┌──
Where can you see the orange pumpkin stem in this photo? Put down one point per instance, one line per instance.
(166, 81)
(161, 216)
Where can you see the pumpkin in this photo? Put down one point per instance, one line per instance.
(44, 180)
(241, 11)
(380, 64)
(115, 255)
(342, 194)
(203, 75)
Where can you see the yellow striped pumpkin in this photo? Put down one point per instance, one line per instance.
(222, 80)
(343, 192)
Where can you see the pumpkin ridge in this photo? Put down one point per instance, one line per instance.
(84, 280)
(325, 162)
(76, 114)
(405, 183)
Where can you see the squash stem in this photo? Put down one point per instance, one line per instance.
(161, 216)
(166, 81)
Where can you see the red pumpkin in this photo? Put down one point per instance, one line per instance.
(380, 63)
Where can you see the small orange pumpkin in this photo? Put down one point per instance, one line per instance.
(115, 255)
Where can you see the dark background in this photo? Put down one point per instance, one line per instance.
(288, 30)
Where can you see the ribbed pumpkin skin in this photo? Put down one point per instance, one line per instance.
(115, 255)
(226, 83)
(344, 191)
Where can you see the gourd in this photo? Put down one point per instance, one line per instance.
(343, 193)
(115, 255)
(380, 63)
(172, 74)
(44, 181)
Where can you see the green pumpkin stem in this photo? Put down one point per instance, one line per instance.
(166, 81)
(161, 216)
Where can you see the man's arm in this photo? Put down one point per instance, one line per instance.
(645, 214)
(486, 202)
└──
┌──
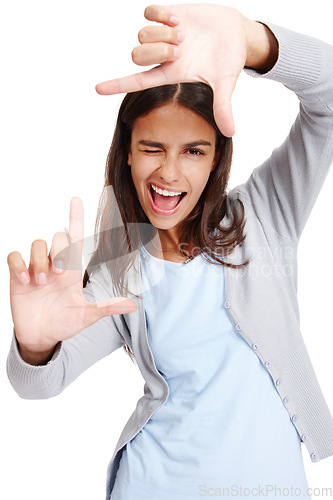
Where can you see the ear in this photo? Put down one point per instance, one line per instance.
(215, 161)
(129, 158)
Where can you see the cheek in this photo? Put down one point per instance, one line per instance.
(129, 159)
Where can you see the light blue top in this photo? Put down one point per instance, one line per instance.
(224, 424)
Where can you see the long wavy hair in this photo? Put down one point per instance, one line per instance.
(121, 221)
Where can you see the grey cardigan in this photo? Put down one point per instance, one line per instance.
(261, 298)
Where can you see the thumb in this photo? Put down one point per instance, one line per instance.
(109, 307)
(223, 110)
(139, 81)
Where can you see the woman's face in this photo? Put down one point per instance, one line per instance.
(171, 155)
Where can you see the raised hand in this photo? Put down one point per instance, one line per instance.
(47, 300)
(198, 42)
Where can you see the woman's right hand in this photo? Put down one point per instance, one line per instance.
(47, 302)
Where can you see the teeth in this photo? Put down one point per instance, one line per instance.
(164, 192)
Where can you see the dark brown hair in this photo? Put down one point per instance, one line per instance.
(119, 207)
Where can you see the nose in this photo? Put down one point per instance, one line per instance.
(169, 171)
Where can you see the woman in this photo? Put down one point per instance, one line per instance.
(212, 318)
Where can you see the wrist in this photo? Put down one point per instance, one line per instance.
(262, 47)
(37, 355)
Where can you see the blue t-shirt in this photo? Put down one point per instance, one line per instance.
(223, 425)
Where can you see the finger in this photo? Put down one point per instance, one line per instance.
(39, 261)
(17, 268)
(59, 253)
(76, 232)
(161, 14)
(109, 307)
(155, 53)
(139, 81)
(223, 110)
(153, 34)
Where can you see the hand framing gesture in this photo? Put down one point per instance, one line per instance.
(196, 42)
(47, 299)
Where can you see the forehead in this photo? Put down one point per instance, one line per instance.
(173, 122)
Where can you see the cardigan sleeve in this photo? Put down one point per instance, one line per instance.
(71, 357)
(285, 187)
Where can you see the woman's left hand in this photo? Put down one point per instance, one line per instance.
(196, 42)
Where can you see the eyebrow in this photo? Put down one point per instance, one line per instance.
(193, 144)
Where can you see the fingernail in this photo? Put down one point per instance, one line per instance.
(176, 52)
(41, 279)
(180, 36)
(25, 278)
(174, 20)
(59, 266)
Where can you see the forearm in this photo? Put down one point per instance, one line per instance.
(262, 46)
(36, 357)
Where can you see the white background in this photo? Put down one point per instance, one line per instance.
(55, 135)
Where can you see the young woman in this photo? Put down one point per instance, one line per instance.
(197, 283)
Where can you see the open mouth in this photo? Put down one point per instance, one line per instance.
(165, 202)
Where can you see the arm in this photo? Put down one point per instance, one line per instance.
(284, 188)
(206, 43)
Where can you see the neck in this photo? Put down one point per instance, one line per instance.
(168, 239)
└──
┌──
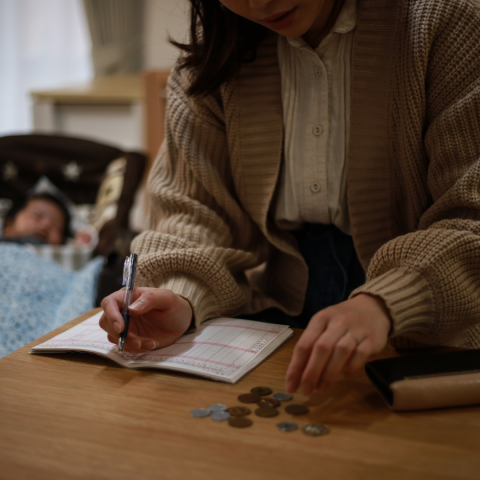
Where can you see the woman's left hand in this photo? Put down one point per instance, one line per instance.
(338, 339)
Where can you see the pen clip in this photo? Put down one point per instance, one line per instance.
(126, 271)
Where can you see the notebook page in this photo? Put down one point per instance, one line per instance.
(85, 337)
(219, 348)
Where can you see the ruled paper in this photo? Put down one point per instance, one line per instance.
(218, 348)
└──
**TASK:**
List every line of the records above that contains the string "background", copying each such line in full. Case counts when matching.

**EXERCISE SOLUTION:**
Where can you see the dark background in this photo? Put down one point per instance, one line per instance.
Where can you see the white background in this photo? Put down one point per instance, one line per instance.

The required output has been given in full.